Object point labels:
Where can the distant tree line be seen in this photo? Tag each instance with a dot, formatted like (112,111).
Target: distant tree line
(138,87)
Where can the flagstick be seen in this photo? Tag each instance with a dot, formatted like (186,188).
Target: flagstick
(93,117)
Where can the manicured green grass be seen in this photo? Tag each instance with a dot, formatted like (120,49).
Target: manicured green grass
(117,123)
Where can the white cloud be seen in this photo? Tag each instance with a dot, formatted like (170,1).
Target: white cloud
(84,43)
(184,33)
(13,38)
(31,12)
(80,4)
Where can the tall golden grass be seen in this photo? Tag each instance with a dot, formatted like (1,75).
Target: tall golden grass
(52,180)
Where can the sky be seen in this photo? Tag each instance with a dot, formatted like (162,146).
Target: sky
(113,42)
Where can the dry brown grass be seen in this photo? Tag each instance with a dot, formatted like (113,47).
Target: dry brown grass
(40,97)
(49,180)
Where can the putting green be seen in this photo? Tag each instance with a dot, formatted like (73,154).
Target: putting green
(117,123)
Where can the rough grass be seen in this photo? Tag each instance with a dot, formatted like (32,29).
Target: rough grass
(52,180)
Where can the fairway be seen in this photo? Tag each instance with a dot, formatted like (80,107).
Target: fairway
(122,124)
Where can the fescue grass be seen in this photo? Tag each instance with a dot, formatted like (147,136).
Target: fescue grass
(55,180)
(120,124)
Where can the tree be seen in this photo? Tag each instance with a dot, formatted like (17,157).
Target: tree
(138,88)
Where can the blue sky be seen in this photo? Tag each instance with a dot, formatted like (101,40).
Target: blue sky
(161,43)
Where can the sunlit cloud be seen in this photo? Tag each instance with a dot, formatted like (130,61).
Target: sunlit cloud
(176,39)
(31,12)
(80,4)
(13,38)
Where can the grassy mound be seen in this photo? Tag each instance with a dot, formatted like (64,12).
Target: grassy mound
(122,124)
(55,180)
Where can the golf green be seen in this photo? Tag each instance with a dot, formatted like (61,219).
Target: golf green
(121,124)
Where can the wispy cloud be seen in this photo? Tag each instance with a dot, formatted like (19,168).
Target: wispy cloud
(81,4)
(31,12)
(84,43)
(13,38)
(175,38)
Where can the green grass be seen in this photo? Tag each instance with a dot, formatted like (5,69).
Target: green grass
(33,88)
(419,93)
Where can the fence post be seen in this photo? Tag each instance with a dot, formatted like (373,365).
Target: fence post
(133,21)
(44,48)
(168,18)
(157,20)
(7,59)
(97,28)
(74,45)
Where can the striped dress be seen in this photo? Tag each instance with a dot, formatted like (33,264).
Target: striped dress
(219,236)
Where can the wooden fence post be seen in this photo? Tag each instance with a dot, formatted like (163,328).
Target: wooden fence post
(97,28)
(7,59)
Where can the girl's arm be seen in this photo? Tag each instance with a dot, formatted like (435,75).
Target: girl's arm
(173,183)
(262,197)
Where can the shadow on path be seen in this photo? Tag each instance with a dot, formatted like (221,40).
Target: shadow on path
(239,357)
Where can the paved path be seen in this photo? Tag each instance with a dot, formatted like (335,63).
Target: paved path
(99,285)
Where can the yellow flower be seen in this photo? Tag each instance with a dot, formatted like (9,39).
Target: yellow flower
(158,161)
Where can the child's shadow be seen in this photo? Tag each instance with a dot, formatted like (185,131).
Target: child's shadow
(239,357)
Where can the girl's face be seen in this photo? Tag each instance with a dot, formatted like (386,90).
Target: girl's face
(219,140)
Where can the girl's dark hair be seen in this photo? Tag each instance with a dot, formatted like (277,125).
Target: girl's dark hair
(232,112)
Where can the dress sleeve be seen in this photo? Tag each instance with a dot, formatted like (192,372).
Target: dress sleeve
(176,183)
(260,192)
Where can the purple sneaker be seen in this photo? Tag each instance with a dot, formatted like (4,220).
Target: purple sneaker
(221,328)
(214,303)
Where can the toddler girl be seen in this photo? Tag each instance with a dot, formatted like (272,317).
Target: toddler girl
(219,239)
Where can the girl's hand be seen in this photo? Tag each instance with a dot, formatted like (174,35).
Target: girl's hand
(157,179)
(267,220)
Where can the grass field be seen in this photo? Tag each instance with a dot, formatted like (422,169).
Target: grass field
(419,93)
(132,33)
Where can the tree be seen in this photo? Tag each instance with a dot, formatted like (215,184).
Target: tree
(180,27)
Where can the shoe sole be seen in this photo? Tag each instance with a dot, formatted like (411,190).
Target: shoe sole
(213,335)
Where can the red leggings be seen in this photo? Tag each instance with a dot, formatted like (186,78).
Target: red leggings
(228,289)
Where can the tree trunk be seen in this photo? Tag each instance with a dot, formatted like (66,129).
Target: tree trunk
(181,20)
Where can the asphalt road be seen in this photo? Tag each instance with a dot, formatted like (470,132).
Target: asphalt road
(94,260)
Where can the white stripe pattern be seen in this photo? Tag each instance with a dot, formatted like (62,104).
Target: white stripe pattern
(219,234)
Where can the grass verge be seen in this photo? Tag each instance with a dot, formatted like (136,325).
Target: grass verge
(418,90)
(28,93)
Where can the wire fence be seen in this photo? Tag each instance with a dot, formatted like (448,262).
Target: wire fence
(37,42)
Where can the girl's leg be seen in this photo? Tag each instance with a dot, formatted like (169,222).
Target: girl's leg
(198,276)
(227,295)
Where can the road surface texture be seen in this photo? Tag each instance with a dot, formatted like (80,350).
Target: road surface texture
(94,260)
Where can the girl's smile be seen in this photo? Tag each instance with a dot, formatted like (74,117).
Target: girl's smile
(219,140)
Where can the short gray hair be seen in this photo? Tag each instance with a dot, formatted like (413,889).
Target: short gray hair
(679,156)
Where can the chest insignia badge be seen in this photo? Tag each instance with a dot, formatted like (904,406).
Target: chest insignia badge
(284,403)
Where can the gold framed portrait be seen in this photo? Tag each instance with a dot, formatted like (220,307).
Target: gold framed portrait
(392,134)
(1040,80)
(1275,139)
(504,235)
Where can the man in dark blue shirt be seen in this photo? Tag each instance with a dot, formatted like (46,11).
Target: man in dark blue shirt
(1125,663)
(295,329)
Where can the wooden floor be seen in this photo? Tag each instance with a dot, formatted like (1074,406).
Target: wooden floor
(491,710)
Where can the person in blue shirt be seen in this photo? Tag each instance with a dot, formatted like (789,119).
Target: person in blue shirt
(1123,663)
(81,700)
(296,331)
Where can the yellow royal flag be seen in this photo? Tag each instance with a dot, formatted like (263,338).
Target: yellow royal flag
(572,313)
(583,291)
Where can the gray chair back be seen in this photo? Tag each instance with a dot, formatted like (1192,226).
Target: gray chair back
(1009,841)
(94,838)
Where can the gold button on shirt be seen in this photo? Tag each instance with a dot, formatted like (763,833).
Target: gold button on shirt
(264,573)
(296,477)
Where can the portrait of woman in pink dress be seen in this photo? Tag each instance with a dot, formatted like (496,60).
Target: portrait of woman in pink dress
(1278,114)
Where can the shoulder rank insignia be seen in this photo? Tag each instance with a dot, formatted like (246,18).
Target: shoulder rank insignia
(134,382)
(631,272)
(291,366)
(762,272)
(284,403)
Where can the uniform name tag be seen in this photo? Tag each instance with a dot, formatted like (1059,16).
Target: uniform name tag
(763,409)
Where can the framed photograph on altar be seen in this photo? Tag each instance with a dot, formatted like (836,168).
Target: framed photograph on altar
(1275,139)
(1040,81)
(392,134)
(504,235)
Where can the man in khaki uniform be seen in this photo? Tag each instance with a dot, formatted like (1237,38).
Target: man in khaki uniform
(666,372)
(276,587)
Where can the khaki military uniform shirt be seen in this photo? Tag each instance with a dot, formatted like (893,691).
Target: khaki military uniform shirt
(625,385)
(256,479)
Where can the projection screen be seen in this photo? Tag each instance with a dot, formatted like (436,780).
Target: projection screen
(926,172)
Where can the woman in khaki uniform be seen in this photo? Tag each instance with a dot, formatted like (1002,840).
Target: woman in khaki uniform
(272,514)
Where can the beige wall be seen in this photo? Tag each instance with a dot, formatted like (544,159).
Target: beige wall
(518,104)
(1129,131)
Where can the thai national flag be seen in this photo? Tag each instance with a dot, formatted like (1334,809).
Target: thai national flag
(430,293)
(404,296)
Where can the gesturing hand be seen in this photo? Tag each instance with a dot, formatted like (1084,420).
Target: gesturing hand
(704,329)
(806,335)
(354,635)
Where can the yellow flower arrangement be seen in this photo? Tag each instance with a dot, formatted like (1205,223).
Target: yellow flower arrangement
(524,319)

- Task requirements:
Please output the lines from the one containing "Where can the man in khaki" through the last line, unchanged and with both ends included.

- Written response:
Where can the man in khaki uniform be seen in this photo? Tag each instance with a dot, formatted like (1237,38).
Target: man in khaki uniform
(666,372)
(276,587)
Where can the khaki military uniform shirt be seen in this photo? Tag each instance with a dot, formatted like (893,691).
Target: khaki military uniform shirt
(625,385)
(256,479)
Where can the projection screen be seen in this photo? Tag each instance with a dot, formatted like (436,780).
Target: projection screen
(926,172)
Where can the woman in khaki uniform be seen in this photo? Tag each instance with a dot, formatted like (1002,840).
Target: woman in khaki uniform
(272,514)
Where can the beige wall be seen in this photo? Tag each instance with a dot, formatted like (544,159).
Target: beige wall
(518,104)
(1129,131)
Where can the thai national flag be seen in this photo? Tag each instance with a dot, formatted like (1334,809).
Target: thai national flag
(430,293)
(404,296)
Where can the gesturing hand be seen in this photo? Tag each instance with a dot, formatted like (1084,420).
Target: gesturing hand
(704,329)
(806,335)
(354,635)
Where can the yellow flower arrangement be seen in this photo? Tag each instance with a dot, formatted like (1205,223).
Target: yellow flower arrangement
(524,319)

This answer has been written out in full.